▶ **PAGE**:
========

Saturday, February 14, 2009

Prospects for Middle East Peace

CNI MEMBER HARRY SHAW'S ARTICLE ON GAZA AND THE PROSPECTS FOR A MIDDLE EAST PEACE PUBLISHED IN THE STAR DEMOCRAT FEBRUARY 11, 2009:


Part I: Gaza Realities

By Harry Shaw

In a recent op-ed piece in the New York Times, Rashid Khalidi, Professor of Arab studies at Columbia University, stated: "Nearly everything you have been led to believe about Gaza is wrong." Indeed! There is no more appropriate launching pad for an examination of the prospects for peace in the Middle East than Khalidi's charge. Israel has avoided deserved condemnation for its conduct of the Gaza War by hiding behind a screen of misinformation and falsifications of the true story and denying access to journalists who could witness and report the truth about Israel's brutal assault on the people of Gaza.

Part I: Gaza Realities, of this three part series, reviews the background to events in Gaza and the consequences of a war of grossly disproportionate casualties: over 1,300 Gazans dead, many women and children, and some 5,500 injured and wounded, along with several billions in damage to homes and public structures, at the cost of 13 Israeli lives, a few injured and wounded, and minor damage to buildings.

Israel justifies its war on Gaza as a response to rocket attacks and on the false claim that the Islamic Palestinian movement, Hamas, is primarily a terrorist organization, beyond the law, that seized power from the legitimate Palestinian Authority (PA) when Israel withdrew its settlers and occupying troops in 2005. It is not commonly known that after
the Israeli withdrawal but before the 2006 elections, James Wolfensohn, former World Bank president, was engaged to draw up plans to bolster the Gaza Strip's isolated economy. But his plan foundered, in part because it was sabotaged by the Bush administration official in charge. Concurrently, Secretary of State Rice and her staff schemed to manipulate the 2006 election to ensure a victory for the rival Fatah movement at a time of growing Hamas popularity.

========

(Dataset excerpts on pointing to objects)

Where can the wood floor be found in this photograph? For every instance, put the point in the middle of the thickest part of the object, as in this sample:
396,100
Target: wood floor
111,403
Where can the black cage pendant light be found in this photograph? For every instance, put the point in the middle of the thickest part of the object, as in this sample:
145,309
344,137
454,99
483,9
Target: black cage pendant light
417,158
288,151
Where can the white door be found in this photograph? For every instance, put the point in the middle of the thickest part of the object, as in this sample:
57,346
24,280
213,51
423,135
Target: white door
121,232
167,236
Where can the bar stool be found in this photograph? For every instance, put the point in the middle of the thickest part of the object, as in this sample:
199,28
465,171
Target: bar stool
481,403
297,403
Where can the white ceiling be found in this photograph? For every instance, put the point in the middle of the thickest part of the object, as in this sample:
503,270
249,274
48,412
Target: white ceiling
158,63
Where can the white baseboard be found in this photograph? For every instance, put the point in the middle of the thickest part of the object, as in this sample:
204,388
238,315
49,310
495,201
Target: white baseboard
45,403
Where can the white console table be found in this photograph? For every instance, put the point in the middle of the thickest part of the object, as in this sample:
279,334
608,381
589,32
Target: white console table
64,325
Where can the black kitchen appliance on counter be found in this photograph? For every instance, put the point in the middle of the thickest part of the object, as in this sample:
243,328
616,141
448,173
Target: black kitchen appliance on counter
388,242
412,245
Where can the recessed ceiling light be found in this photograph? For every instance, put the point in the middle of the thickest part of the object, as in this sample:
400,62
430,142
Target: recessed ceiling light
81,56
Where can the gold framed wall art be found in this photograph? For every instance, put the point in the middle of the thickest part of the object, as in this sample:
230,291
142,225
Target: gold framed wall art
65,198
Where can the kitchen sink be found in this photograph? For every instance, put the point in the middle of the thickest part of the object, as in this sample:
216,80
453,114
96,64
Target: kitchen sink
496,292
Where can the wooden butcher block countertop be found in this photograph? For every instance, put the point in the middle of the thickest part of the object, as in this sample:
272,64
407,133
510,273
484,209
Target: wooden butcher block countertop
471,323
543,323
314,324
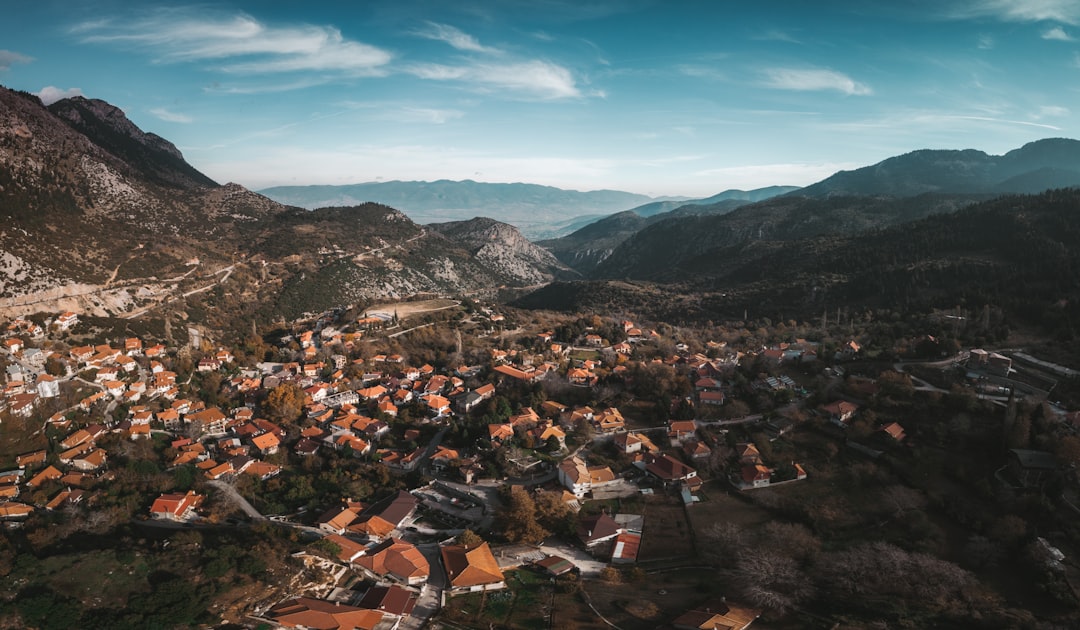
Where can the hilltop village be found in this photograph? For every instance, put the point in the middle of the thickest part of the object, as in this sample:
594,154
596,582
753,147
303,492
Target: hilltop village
470,465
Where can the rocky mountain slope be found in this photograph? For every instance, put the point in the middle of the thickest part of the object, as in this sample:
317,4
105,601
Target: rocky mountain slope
663,250
980,255
502,249
586,248
1036,166
530,208
100,217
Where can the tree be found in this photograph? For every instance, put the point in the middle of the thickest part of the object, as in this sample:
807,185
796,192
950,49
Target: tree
284,402
518,518
469,538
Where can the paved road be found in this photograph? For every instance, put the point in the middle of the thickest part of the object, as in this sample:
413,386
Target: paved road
589,565
431,595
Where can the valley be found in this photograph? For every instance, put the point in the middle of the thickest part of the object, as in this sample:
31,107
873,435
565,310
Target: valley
850,404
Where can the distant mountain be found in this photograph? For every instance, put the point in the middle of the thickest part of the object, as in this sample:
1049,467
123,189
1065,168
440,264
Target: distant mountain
107,126
103,218
1036,166
502,249
528,206
670,248
76,205
979,257
586,248
589,246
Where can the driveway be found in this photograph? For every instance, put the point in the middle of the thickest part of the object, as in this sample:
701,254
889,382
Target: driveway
431,595
589,565
237,499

========

▶ **TASK DESCRIPTION**:
From the article on Gaza, quote the passage between "Israel justifies its" and "growing Hamas popularity.", inclusive.

▶ **ANSWER TO THIS TASK**:
Israel justifies its war on Gaza as a response to rocket attacks and on the false claim that the Islamic Palestinian movement, Hamas, is primarily a terrorist organization, beyond the law, that seized power from the legitimate Palestinian Authority (PA) when Israel withdrew its settlers and occupying troops in 2005. It is not commonly known that after
the Israeli withdrawal but before the 2006 elections, James Wolfensohn, former World Bank president, was engaged to draw up plans to bolster the Gaza Strip's isolated economy. But his plan foundered, in part because it was sabotaged by the Bush administration official in charge. Concurrently, Secretary of State Rice and her staff schemed to manipulate the 2006 election to ensure a victory for the rival Fatah movement at a time of growing Hamas popularity.